Render every row below as a JSON list of strings, one string per line, with blank lines omitted. Leave the pictures out of the list.

........

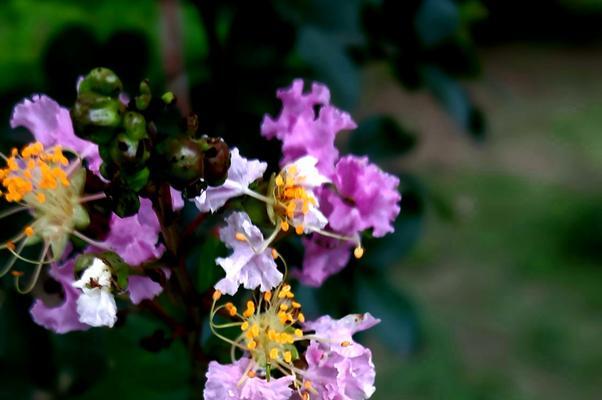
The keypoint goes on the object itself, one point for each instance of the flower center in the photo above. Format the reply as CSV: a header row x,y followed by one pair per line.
x,y
291,198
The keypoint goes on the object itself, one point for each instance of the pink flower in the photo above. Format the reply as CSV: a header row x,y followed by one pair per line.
x,y
136,240
64,317
302,130
231,382
367,198
51,125
337,367
251,264
241,174
323,257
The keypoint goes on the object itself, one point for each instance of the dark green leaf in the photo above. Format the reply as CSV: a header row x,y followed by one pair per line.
x,y
326,54
456,100
436,21
399,327
381,136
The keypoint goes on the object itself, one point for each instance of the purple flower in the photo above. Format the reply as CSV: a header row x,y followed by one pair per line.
x,y
323,257
336,377
337,367
136,240
231,382
338,333
301,131
51,125
251,263
367,198
64,317
241,174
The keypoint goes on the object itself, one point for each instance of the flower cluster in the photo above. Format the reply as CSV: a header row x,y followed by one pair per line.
x,y
101,156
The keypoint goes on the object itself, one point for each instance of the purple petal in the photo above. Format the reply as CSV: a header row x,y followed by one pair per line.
x,y
51,125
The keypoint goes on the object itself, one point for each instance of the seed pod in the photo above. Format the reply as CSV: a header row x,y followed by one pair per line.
x,y
182,160
217,160
96,117
135,125
101,81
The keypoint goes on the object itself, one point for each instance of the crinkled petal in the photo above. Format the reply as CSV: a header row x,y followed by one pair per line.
x,y
64,317
136,238
97,308
241,174
301,130
248,265
323,257
367,198
51,125
226,382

........

- Solution
[
  "The keypoint goes on the object itself, one point for each instance of the flower center in the photo above. Format the reply as CSV: a header row x,y followed by one pair per line.",
  "x,y",
  "291,198",
  "The keypoint goes on the object itself, one point for each instance of the pink flower in the photo above. Format the reply as CSV: a header row x,y followed by one pair per line.",
  "x,y",
  "136,240",
  "64,317",
  "302,130",
  "231,382",
  "367,198",
  "51,125",
  "337,367",
  "251,264",
  "241,174",
  "323,257",
  "The keypoint goes on the object itself, one point for each instance of the dark green leaf in the photo above. Format the reply as CSV: a header row x,y followed by one pair per line.",
  "x,y",
  "326,54",
  "456,100",
  "436,21",
  "399,327",
  "381,136",
  "The keypoint goes on the object itself, one point for each instance of the purple flower in the photo above. Format the reply as CSV: a header row x,y followed by one pair per line.",
  "x,y",
  "323,257",
  "336,377",
  "337,367",
  "136,240",
  "231,382",
  "338,333",
  "301,131",
  "51,125",
  "251,263",
  "367,198",
  "64,317",
  "241,174",
  "The keypoint goes on the object itself, one point for each instance of the flower cluster in the photo above. Format the reply as CSV: a header row x,y followed by one pair per line.",
  "x,y",
  "101,156",
  "The keypoint goes on the object itself, one point for each instance of the purple petal in the photo above. Format the reply as CSV: a header row x,y followed by one pair per line.",
  "x,y",
  "51,125",
  "The keypoint goes on the object itself, one point for each instance of the seed pod in the photo above. Format the reply as CSV: a header row x,y followed by one pair per line.",
  "x,y",
  "182,160",
  "217,160",
  "96,117",
  "135,125",
  "101,81",
  "The keypoint goes on the object itself, one point for each instance of the crinkled petal in the photo above. Format the reply as CSV: a header row x,y followed by one pair per line.",
  "x,y",
  "64,317",
  "136,238",
  "97,308",
  "241,174",
  "301,130",
  "248,265",
  "323,257",
  "367,198",
  "51,125",
  "226,382"
]